---------- Data rows

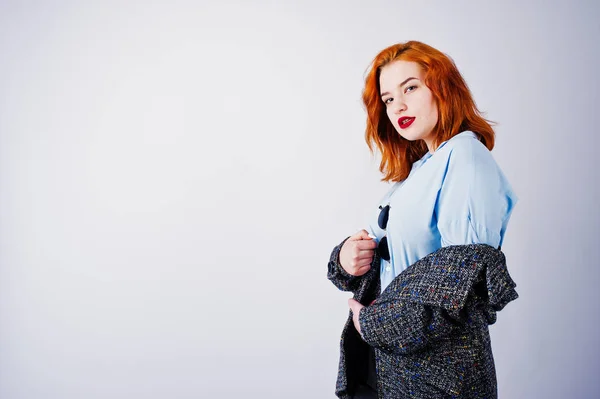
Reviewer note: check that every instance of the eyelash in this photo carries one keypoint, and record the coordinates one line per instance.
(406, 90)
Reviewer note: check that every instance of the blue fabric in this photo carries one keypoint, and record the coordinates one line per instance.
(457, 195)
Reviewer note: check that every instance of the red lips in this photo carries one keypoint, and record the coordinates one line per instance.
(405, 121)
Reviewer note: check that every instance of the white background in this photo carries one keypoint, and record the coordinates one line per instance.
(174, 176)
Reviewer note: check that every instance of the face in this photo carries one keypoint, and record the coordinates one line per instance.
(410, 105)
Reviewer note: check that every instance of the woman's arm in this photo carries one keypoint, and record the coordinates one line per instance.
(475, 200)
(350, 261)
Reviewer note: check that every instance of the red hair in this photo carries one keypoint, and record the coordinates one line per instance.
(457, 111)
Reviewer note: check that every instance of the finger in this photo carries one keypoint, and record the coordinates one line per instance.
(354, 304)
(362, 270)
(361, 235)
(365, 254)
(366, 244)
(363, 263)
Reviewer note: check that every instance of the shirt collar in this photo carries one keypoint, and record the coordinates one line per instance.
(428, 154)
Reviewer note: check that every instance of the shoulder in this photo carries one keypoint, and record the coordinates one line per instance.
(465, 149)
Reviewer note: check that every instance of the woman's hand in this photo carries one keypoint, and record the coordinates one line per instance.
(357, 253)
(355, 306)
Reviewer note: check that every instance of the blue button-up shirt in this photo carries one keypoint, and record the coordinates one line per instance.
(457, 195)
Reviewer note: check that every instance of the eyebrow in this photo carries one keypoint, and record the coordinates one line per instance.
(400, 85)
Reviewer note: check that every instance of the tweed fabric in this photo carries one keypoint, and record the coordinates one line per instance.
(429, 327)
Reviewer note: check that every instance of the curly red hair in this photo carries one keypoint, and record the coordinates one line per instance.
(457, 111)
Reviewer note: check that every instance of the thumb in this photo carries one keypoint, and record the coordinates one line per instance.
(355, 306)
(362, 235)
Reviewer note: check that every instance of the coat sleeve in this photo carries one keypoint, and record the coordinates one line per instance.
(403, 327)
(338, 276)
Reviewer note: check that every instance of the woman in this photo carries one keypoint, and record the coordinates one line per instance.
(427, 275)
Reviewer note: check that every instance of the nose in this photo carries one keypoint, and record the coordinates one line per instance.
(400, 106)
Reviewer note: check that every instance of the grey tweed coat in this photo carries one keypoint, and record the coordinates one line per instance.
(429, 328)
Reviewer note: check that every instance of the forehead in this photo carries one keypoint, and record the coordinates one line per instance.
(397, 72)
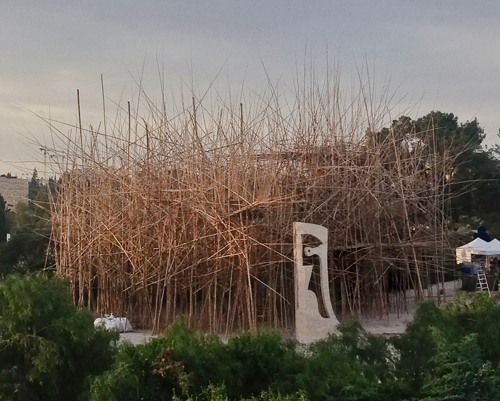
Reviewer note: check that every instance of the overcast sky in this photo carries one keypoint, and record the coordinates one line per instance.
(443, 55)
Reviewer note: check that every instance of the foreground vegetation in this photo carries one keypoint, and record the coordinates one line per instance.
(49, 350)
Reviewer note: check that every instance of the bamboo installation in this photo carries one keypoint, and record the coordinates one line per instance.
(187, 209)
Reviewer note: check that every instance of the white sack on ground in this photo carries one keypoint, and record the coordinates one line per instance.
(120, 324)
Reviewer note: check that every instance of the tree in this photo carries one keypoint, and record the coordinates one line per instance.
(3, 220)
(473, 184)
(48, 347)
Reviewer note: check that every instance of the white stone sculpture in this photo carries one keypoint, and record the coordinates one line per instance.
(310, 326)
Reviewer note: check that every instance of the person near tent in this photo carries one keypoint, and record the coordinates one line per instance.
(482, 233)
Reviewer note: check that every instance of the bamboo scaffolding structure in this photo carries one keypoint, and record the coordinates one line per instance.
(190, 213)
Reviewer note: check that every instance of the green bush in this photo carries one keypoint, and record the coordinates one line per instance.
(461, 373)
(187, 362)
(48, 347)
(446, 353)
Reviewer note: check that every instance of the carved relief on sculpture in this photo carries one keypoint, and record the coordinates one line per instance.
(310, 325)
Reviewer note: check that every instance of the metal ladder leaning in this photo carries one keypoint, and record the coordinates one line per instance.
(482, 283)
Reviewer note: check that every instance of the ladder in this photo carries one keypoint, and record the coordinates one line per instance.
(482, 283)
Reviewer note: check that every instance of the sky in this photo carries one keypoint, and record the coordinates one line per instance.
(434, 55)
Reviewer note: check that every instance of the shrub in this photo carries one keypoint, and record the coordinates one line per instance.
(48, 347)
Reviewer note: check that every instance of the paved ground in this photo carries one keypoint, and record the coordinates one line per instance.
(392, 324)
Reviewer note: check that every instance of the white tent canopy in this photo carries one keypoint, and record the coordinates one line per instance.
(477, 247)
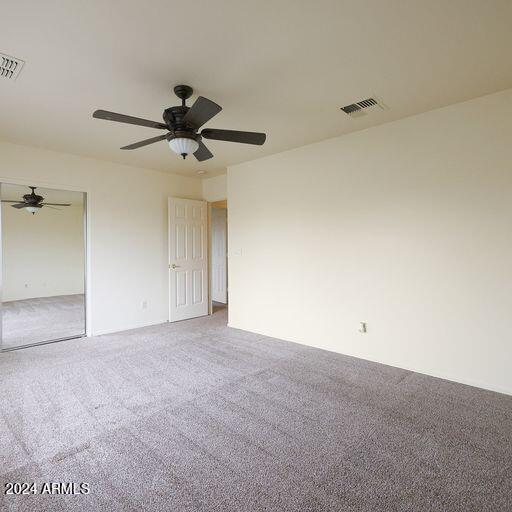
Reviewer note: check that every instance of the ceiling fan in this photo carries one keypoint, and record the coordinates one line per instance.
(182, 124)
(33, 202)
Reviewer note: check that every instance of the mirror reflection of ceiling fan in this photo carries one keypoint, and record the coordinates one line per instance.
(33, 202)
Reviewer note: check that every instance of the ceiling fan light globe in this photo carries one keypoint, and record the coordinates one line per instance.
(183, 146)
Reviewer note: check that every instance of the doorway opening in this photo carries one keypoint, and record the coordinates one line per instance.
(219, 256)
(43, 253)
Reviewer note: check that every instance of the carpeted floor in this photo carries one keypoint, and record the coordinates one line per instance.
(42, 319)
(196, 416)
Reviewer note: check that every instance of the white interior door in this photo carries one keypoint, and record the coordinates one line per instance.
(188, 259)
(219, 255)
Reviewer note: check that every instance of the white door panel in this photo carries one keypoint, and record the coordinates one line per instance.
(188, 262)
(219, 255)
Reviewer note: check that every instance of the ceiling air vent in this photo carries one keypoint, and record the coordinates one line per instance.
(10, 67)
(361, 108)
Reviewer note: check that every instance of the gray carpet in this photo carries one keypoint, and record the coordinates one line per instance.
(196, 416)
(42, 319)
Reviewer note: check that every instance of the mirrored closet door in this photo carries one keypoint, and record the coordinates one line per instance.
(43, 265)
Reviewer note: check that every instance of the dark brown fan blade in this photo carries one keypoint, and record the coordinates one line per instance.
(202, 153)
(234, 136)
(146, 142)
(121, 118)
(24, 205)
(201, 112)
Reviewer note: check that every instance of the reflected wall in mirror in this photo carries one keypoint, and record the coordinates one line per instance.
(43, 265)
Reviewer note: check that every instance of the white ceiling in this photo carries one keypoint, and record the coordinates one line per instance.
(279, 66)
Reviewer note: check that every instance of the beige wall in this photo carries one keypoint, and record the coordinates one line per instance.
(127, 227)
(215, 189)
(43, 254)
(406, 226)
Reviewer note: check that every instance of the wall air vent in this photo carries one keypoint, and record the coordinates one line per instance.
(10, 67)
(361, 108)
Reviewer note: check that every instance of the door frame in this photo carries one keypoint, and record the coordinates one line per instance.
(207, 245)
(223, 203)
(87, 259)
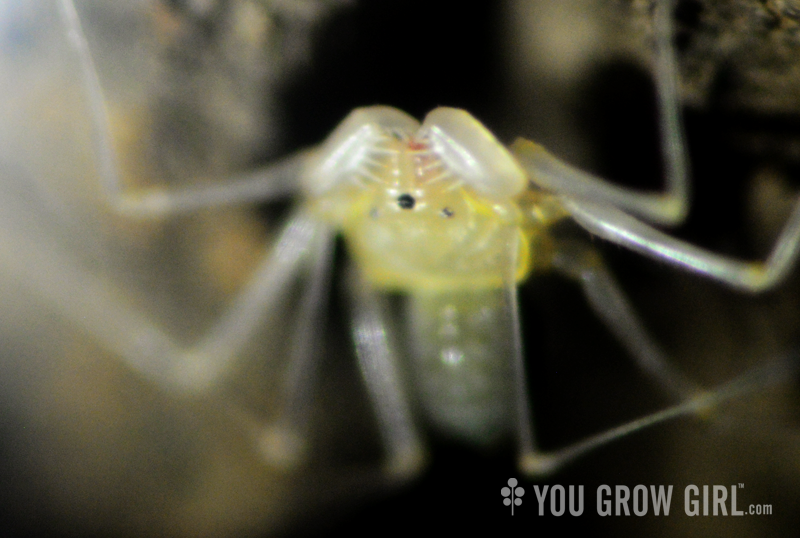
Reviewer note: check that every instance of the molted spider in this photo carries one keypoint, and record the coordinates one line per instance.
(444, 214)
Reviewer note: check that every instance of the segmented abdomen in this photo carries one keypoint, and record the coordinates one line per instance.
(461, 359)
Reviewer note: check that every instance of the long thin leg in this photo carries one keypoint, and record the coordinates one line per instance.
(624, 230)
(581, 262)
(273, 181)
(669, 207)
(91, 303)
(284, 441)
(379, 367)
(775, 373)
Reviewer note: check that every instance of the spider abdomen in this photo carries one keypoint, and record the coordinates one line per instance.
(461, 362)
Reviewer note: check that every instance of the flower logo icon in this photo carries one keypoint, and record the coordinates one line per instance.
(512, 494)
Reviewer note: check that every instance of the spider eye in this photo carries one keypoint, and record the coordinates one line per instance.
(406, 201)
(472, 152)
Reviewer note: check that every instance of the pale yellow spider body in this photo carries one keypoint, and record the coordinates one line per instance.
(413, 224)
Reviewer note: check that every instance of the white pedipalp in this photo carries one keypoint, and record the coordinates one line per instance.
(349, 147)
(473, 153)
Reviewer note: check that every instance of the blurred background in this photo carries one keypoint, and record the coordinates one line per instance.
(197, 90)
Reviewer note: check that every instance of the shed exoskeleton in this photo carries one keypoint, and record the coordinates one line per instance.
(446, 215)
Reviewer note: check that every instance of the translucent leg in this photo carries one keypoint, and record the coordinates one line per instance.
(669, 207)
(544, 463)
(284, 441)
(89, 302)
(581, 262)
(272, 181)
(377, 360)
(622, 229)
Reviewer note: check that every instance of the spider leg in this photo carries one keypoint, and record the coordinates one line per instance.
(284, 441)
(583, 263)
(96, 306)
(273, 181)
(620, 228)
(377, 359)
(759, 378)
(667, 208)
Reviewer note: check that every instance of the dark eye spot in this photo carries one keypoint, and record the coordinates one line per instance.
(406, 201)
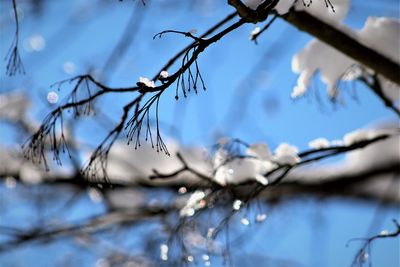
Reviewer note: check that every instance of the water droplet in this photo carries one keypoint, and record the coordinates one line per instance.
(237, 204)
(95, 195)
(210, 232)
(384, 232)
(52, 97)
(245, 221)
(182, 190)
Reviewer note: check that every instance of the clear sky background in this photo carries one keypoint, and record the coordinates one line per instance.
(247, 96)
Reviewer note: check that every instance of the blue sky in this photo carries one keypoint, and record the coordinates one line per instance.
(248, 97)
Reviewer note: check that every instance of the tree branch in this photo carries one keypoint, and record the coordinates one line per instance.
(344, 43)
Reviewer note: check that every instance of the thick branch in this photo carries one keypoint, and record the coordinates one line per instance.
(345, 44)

--------------------

▸ **What needs to be done**
Rewrite every line from the one containing "Reviewer note: check that every instance of the thick" through the end of the records, multiplying each coordinate in the answers by 1.15 and rounding to the nearest whole number, with halves rounded up. Leave everything else unchanged.

▸ **Solution to this exercise**
Reviewer note: check that every instance of the thick branch in this photo carries one keypoint, and record the coordinates one line per instance.
(397, 51)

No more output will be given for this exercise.